**WORK ITEM:**
This exercise asks for a copy of each line in the records below with the word "segment" in it.

Excerpts from a dataset:
..........

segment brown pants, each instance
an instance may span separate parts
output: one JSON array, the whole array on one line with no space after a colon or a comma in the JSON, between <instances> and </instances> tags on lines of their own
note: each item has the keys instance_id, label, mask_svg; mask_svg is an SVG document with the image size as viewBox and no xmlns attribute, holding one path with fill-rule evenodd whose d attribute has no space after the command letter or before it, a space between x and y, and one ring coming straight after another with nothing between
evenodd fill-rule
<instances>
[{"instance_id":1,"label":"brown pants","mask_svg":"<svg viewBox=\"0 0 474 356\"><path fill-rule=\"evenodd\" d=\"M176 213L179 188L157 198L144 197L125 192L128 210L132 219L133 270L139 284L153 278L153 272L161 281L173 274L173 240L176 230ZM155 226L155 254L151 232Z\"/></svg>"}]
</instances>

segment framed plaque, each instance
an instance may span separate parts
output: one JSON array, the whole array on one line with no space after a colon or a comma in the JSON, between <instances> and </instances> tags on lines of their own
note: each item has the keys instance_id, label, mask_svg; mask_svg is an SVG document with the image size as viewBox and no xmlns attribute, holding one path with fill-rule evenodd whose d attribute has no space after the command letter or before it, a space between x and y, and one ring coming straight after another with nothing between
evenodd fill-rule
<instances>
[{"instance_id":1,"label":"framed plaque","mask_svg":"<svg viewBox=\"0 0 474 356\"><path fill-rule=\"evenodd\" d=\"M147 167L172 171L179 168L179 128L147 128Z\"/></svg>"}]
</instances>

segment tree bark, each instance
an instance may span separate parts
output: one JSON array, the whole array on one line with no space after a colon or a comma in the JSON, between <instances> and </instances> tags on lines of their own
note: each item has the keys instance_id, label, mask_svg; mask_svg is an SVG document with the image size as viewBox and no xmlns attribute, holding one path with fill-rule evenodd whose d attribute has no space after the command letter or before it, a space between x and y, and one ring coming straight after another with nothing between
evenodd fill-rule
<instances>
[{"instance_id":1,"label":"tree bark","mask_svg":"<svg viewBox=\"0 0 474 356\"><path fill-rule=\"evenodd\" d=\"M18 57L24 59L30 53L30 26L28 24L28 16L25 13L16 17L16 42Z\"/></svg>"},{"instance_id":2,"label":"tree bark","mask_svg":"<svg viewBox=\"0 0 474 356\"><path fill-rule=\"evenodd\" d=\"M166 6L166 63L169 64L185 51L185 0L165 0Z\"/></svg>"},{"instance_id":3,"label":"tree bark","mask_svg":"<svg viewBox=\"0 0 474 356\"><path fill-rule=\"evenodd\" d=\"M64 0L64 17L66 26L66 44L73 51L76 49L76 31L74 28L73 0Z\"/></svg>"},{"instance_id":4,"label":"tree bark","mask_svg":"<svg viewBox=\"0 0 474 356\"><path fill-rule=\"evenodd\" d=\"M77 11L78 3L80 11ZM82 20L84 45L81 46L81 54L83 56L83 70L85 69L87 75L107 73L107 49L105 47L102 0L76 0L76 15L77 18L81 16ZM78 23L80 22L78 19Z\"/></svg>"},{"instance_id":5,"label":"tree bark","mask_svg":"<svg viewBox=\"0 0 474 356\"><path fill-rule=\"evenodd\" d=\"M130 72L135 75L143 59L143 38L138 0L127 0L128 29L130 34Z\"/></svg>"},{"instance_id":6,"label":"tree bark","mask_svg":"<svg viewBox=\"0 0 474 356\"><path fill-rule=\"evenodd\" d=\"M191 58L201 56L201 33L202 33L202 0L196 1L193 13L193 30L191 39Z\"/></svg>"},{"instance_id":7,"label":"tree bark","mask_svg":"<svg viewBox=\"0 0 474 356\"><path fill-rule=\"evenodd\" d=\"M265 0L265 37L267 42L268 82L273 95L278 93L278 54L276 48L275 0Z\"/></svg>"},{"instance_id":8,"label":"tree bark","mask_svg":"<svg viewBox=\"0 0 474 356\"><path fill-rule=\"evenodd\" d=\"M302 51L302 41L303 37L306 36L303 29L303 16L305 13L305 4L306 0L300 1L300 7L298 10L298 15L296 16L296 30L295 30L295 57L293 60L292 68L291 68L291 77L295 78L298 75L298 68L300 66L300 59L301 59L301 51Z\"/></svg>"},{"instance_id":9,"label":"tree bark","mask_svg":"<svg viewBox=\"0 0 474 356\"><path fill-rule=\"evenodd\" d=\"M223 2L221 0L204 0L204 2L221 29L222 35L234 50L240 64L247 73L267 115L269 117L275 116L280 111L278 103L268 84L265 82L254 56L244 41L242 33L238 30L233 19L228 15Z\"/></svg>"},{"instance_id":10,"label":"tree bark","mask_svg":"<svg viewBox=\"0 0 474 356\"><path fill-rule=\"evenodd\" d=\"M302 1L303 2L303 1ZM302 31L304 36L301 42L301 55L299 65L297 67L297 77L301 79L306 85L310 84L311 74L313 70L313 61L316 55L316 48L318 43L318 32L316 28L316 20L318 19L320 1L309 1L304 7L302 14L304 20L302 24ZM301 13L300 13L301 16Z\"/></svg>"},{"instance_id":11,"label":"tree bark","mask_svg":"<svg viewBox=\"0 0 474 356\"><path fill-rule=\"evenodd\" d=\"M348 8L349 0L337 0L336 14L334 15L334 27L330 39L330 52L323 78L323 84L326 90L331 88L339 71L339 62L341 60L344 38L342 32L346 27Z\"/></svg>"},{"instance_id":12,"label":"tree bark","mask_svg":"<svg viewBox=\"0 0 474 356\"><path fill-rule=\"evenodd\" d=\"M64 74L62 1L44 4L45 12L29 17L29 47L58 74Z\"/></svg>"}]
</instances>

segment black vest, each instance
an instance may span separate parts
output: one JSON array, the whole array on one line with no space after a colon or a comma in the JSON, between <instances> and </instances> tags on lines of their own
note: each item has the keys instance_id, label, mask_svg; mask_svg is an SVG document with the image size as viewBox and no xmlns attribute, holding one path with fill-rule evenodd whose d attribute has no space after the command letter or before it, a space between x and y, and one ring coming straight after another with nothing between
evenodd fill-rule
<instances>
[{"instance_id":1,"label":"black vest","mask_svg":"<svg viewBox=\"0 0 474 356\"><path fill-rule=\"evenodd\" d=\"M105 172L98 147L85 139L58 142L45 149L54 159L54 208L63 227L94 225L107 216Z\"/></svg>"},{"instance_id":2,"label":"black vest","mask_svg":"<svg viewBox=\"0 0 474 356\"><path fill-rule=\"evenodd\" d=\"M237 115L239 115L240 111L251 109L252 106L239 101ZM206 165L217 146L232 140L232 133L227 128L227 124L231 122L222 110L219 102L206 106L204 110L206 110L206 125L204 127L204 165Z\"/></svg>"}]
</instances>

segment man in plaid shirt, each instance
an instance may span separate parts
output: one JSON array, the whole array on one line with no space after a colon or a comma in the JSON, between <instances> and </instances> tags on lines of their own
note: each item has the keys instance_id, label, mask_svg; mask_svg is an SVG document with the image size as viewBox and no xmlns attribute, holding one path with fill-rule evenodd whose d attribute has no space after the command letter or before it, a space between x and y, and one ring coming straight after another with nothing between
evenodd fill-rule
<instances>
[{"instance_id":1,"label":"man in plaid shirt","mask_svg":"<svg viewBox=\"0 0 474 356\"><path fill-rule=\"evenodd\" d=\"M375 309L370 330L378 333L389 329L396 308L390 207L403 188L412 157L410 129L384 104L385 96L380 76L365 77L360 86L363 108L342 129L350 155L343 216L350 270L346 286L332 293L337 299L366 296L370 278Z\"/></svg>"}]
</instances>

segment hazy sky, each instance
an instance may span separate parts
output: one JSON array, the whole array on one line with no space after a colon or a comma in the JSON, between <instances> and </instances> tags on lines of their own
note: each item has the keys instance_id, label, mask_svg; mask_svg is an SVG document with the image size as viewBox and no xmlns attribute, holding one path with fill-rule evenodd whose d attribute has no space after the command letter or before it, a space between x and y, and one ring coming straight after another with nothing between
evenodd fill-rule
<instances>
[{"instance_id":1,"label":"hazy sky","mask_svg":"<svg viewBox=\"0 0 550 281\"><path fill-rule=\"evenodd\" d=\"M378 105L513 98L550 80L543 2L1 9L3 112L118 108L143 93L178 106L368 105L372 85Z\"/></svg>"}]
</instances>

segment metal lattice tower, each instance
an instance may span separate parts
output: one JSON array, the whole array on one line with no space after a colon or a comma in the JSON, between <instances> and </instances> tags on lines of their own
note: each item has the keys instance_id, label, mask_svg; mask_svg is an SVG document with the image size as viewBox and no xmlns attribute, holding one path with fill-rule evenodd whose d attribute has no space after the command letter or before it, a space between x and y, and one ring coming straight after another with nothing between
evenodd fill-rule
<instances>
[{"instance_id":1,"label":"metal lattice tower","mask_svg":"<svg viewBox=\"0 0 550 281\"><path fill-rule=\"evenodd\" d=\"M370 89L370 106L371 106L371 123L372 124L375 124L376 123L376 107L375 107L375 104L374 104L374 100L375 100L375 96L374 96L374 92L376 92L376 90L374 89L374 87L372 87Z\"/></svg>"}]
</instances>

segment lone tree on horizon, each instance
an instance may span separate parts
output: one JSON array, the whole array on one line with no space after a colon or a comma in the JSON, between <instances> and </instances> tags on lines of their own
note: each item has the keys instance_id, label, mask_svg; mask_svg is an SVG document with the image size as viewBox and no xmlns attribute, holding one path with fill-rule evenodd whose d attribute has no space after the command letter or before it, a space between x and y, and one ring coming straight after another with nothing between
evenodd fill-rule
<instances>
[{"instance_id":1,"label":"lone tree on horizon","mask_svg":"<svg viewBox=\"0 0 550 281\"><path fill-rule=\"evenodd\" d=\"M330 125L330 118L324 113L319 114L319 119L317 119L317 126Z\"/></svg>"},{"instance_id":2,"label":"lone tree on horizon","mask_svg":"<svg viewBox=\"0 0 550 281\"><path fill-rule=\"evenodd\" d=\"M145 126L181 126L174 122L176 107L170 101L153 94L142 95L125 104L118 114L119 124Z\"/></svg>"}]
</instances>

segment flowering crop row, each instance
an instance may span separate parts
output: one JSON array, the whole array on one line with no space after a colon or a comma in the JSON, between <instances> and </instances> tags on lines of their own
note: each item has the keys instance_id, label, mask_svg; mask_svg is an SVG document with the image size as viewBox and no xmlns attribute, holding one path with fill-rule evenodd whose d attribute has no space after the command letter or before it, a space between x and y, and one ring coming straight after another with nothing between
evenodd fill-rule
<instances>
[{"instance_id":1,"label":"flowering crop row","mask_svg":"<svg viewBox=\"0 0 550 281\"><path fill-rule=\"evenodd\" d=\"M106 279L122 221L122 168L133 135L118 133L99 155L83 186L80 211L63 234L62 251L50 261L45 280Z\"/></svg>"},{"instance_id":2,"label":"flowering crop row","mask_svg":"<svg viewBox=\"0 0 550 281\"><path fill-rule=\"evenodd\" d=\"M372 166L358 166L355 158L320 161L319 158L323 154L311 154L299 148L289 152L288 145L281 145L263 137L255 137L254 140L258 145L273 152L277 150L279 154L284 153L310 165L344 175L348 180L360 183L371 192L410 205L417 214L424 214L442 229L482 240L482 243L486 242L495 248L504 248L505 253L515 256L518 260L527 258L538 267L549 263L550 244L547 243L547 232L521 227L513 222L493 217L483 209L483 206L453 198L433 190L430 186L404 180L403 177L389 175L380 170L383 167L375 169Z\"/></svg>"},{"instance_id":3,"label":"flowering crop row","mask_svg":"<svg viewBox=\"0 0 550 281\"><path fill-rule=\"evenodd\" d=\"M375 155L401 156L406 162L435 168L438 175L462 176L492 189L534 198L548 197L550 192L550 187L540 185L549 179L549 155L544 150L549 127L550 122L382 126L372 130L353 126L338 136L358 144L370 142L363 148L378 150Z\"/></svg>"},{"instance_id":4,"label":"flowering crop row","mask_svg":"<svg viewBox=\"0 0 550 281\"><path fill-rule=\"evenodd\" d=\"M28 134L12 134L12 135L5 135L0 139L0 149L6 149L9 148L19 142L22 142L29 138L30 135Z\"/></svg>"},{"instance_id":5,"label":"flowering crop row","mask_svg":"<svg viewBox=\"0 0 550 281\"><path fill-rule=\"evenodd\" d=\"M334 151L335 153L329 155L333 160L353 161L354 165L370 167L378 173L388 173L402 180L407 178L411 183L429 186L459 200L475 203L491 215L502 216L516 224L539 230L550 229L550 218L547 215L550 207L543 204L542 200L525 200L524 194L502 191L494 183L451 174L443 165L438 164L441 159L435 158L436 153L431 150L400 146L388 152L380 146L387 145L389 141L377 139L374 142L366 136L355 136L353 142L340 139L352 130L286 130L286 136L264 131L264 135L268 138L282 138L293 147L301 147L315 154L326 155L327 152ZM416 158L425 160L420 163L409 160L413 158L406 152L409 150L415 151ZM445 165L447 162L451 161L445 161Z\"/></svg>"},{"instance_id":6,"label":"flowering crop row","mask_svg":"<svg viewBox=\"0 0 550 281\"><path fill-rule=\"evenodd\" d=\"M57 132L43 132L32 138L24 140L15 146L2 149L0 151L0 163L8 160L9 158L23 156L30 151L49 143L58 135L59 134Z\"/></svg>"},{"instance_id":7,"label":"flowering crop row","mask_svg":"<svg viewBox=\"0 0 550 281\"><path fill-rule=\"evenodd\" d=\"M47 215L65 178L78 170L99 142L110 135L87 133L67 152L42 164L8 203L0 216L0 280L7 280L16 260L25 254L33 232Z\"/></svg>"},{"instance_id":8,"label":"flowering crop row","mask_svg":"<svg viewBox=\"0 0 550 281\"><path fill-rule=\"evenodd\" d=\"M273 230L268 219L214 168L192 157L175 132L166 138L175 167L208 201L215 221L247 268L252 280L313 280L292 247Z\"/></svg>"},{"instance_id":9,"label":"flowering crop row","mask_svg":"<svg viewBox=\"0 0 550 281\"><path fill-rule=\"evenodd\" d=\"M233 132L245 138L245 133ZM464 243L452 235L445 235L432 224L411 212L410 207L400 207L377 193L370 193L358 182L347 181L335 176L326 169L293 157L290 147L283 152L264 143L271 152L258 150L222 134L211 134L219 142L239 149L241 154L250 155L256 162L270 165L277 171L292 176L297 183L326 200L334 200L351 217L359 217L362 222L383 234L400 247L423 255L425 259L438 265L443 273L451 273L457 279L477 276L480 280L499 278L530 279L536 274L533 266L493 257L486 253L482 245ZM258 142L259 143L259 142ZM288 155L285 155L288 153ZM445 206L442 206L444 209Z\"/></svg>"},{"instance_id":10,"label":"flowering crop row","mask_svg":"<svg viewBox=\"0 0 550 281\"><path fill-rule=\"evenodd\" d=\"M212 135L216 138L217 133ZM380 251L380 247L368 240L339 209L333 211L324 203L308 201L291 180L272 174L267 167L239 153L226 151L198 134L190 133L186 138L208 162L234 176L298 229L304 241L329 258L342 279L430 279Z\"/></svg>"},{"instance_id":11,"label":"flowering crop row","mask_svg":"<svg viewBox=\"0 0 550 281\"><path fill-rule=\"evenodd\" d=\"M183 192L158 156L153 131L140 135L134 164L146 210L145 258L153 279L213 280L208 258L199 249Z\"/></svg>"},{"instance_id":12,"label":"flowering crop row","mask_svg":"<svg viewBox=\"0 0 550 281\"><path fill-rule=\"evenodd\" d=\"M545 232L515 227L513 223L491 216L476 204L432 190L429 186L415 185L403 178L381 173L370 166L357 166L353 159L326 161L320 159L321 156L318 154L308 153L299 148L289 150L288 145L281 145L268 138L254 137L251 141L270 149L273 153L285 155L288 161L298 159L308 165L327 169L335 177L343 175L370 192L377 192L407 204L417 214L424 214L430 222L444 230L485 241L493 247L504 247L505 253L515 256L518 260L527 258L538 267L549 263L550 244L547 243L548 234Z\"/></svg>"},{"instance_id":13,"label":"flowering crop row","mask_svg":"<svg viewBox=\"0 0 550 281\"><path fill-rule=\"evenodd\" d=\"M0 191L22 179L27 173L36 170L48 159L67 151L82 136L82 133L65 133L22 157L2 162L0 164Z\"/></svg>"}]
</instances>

..........

**ANSWER FOR THE TASK:**
segment brown pants, each instance
segment framed plaque, each instance
segment tree bark, each instance
segment black vest, each instance
segment man in plaid shirt, each instance
segment hazy sky, each instance
segment metal lattice tower, each instance
segment lone tree on horizon, each instance
segment flowering crop row, each instance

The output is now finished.